* [Exercise requirements] Copy the records again, starting at the line that has "find the chandelier" and going through the end of the records. Swap "wooden" for "oak" and leave everything else the same.

-*-

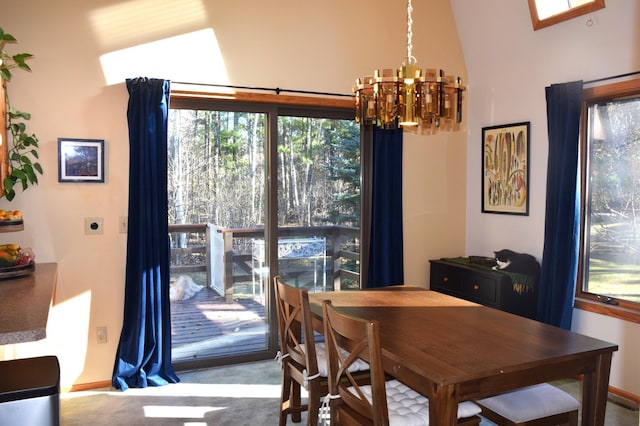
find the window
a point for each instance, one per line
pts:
(609, 269)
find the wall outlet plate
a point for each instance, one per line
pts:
(93, 226)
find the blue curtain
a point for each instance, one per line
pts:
(386, 245)
(562, 218)
(144, 350)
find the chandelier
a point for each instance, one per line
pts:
(410, 96)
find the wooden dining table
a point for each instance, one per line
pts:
(452, 350)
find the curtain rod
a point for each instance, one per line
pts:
(597, 80)
(278, 90)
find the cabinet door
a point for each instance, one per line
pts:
(481, 288)
(445, 278)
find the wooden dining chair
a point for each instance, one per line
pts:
(383, 402)
(538, 405)
(304, 362)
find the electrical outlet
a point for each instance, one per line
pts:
(101, 334)
(93, 226)
(123, 224)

-*-

* [Correct result]
find the chandelier
a point for each instance, one per line
pts:
(410, 96)
find the oak dining table
a point for each instance, one per line
pts:
(452, 350)
find the curtain rod
a point for each instance, one per line
pts:
(597, 80)
(278, 90)
find the cabinet door
a point for each instance, one per line
pts:
(481, 288)
(445, 278)
find the oak dining chair
a point for each instance, one per line
pts:
(383, 402)
(538, 405)
(304, 362)
find the electrical outlet
a point for each instance, one per line
pts:
(101, 334)
(93, 226)
(123, 224)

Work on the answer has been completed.